» **TAREFAS A REALIZAR**
**1)** Com base no trecho sobre Rachel de Queiroz, explique por que quem escreve diz que o saber passou a representar um peso. Responda em uma a três frases.
**2)** Dê continuidade ao trecho sobre Rachel de Queiroz a partir da última frase apresentada.

» **TRECHO SELECIONADO**
==*==

Fazia tempo que uma personagem não me rondava a cabeça nos momentos em que não estou de fato lendo. Dessa vontade de saber e de perguntar “e aí, o que aconteceu?”.

Escrevo para ver se boto a curiosidade em mais alguém, porque a Rachel de Queiroz precisa ser lida também.

Será?

Raquel de Queiroz (Fortaleza, 1910 – Rio de Janeiro, 2003)

Para quem não conhece a biografia da autora, assim como eu não conhecia, escreverei um breve resumo: primeira mulher a ingressar na Academia Brasileira de Letras (1977) e a primeira mulher a ganhar o Prêmio Camões. Trotskista durante boa parte de sua vida, quando a ditadura chega em 1964, Rachel muda de lado e atua na defesa do golpe militar[2]

Aviso, novamente, aos leitores que não sou especialista na autora e que, em uma breve pesquisa, pude observar diversos textos dedicados a estudar a biografia de Rachel de Queiroz durante o regime militar. 

Mesmo com poucos dados, porém, não consegui desprezar essa informação. O que fazer agora? Apagar este texto e não publicar nada sobre essa autora? Ignorar e seguir em frente incentivando a sua leitura?

A leveza de nos encantamos com uma literatura é – ou pode ser – estancada com um dado. Agora, o saber representa um peso, pois, se publicasse este texto fazendo uma ode à autora – por encontrar ressonâncias feministas em suas personagens[3] – e sem pontuar essa falha, estaria sendo minimamente leviana com os leitores desta revista. 

Pensando naquele argumento de separar a obra do autor, ainda fica aquele gosto amargo e um tanto quanto falso de minha parte. Dizer que esse dado não tenha atrapalhado o andamento da leitura da obra também não seria verdade. O quanto essa postura de Rachel de Queiroz não atrapalhou a leitura de sua obra no decorrer de tantos anos?

==*==

» **DADOS APRESENTADOS**
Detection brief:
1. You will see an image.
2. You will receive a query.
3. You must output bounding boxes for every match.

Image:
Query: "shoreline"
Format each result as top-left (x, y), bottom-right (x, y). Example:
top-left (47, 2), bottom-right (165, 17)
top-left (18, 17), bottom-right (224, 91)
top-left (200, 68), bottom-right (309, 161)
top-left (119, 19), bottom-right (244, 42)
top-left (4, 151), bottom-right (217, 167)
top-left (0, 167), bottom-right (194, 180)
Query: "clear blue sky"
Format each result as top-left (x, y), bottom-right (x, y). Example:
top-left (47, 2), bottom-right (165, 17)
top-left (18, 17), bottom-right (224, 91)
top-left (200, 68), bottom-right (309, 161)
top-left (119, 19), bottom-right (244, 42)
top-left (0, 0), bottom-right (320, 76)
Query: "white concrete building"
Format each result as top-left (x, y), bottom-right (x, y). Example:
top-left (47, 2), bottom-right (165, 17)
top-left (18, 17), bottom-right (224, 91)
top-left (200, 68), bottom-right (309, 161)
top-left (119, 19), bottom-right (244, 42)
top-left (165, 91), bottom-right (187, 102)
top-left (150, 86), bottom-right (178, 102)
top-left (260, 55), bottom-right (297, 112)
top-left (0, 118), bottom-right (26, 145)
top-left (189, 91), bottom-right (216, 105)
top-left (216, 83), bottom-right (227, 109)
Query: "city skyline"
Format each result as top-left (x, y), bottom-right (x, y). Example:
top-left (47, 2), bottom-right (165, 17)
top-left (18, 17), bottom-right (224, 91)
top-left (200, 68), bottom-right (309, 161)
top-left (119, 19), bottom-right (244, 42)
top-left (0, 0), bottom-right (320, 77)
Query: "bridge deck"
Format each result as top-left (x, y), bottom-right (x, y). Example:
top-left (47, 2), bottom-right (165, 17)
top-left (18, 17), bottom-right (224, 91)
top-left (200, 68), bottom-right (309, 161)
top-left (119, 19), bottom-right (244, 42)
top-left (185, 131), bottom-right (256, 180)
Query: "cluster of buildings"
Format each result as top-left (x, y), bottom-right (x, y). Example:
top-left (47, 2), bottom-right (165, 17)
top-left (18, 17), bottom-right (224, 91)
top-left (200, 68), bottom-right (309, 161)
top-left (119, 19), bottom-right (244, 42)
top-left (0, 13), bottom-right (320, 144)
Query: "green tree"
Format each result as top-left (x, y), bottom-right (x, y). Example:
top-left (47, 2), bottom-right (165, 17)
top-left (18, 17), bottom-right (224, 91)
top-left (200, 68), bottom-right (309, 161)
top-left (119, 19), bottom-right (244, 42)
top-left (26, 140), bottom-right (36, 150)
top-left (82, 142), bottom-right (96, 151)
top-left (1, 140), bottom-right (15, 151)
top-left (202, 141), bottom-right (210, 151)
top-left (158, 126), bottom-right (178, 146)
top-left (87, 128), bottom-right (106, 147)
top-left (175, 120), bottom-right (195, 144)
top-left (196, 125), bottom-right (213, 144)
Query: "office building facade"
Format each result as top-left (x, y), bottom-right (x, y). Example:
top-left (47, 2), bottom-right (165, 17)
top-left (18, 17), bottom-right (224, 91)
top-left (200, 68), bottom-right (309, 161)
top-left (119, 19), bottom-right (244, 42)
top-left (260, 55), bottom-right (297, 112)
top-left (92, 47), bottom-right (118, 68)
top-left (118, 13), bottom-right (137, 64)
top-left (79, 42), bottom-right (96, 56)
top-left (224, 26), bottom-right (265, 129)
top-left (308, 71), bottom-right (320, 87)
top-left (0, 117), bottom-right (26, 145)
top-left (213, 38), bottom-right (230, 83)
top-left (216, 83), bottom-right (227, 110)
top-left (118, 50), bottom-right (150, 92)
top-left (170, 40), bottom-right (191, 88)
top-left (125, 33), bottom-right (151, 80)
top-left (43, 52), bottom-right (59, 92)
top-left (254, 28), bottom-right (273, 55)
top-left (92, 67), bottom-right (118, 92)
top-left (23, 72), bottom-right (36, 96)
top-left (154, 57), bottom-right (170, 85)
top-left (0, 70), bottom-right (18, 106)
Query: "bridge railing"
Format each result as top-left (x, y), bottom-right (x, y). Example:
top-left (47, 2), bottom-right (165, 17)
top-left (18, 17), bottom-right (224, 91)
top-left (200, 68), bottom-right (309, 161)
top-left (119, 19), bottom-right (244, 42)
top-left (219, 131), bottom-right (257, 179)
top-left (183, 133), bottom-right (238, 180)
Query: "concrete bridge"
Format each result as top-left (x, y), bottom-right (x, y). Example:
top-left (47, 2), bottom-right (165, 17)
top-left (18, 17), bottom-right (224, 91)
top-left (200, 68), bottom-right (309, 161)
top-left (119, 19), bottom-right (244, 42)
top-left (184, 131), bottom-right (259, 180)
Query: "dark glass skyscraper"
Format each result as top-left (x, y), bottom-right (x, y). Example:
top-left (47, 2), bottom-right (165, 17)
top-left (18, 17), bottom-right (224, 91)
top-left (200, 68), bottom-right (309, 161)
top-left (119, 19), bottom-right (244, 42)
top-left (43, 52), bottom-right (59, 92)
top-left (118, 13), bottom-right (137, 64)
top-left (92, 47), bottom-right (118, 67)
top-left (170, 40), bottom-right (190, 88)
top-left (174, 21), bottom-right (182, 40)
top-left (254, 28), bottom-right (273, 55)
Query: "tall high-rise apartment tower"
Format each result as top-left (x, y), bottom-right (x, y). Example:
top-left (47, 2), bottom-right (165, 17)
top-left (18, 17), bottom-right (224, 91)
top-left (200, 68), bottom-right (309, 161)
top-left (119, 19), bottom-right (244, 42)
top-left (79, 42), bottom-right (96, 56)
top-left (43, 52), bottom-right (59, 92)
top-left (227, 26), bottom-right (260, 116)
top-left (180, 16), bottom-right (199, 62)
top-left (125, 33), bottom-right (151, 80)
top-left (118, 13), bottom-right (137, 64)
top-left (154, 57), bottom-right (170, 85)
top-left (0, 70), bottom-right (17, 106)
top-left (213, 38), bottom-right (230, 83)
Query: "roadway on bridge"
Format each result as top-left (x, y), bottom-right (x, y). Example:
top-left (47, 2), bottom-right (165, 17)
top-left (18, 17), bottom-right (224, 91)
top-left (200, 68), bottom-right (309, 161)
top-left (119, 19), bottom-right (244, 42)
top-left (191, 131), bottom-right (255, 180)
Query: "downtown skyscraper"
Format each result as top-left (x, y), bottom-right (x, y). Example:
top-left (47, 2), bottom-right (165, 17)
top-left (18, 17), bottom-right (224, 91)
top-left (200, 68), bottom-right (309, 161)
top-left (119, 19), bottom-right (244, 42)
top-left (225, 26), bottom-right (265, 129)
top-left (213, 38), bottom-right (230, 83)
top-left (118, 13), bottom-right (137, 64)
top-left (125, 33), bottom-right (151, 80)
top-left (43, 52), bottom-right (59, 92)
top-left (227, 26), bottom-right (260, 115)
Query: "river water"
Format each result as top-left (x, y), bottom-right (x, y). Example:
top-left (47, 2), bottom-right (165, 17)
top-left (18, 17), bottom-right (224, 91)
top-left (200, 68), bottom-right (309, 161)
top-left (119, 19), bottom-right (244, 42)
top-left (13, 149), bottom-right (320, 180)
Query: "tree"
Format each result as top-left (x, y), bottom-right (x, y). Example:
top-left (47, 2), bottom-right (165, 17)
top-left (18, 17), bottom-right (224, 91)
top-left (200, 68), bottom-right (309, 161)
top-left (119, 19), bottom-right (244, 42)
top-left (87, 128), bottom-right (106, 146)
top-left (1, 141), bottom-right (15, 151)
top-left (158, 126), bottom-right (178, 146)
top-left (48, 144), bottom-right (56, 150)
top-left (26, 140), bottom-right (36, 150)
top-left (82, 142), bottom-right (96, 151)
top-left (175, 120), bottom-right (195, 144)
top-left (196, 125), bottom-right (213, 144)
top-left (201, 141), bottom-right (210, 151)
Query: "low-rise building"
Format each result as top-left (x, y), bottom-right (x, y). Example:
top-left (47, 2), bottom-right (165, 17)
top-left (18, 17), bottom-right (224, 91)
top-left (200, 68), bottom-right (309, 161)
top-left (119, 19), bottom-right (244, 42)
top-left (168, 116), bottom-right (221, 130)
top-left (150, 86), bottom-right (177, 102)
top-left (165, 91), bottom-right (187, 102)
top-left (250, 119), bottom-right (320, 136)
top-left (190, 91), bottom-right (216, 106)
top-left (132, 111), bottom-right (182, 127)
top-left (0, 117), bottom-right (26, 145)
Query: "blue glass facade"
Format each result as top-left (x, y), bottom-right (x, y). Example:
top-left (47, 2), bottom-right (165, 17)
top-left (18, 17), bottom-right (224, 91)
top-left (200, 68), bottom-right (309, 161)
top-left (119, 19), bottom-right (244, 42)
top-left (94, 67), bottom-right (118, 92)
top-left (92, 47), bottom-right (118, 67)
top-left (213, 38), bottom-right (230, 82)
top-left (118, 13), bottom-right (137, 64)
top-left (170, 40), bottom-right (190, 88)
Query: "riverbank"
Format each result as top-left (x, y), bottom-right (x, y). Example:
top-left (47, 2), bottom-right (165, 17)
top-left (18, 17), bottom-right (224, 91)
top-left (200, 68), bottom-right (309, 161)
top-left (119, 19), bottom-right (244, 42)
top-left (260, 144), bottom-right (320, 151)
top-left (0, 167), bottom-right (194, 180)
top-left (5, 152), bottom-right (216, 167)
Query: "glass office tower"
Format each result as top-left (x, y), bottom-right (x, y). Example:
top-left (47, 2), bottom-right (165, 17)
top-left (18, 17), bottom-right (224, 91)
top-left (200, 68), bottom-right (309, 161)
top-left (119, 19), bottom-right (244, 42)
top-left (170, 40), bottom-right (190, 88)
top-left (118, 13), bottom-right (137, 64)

==*==

» **RESULTADOS EM ORDEM**
**1)** Se quem escreve publicasse o texto fazendo uma ode à autora, por encontrar ressonâncias feministas em suas personagens, sem apontar sua atuação na defesa do golpe militar de 1964, estaria sendo minimamente leviana com os leitores da revista.

**2)**
Osmar Pereira Oliva, professor titular da Universidade Estadual de Montes Claros, em artigo sobre a autora, menciona: “[…] O fato de a autora cearense ter-se envolvido com o Partido Comunista e, posteriormente, apoiar o Golpe Militar, com Humberto Castelo Branco, certamente contribuiu negativamente para a recepção crítica da sua obra, pouco lida e discutida ainda hoje nas universidades.” (OLIVA, 2014)[4].

Não pretendo esgotar aqui a biografia nem a fortuna crítica sobre Rachel de Queiroz, apenas compartilhar essa frustração e esse gosto amargo que ainda está em minha boca.

 

*Sarita Borelli é pós-graduada em Português: Língua e Literatura pela Metodista e em Design Editorial pelo Senac, graduada em Letras pela Universidade de São Paulo, designer, editora responsável pela Editora Gota e idealizadora da Revista Aluvião.


[1]“Como já foi dito, um dos temas mais explorados, em toda a história da literatura, é o amor. Talvez ele possa ser considerado o tema literário por excelência.” JAFFE, Noemi. Escrita em movimento: sete princípios do fazer literário. São Paulo: Companhia das Letras, 2023. p. 37.
[2]FERREIRA, Raquel França dos Santos; VENANCIO, Giselle Martins. Rachel de Queiroz: adesão e crítica aos desdobramentos políticos pós-1964. Perseu, n. 11, 2016. Disponível em: https://revistaperseu.fpabramo.org.br/index.php/revista-perseu/article/view/95. Acesso em: 1 nov. 2023.
[3]Rachel de Queiroz não se considerava feminista, muito pelo contrário. “Eu sempre tive horror das feministas; elas só me chamavam de machista. Eu acho o feminismo um movimento mal orientado. Por isso sempre tomei providências para não servir de estandarte para ele” (QUEIROZ, Rachel de. As três Marias. São Paulo: Siciliano, 1997. p. 26.) Trecho retirado do artigo OLIVA, Osmar Pereira. Rachel de Queiroz e o romance de 30: ressonâncias do socialismo e do feminismo. Cadernos Pagu, n. 43, jul-dez. 2014. Disponível em: https://www.scielo.br/j/cpa/a/33P7DMMHdKvJCM9xGBWDLst/?lang=pt#. Acesso em: 1 nov. 2023.
[4]OLIVA, Osmar Pereira. Rachel de Queiroz e o romance de 30: ressonâncias do socialismo e do feminismo. Cadernos Pagu, n. 43, jul-dez. 2014. Disponível em: https://www.scielo.br/j/cpa/a/33P7DMMHdKvJCM9xGBWDLst/?lang=pt#. Acesso em: 1 nov. 2023.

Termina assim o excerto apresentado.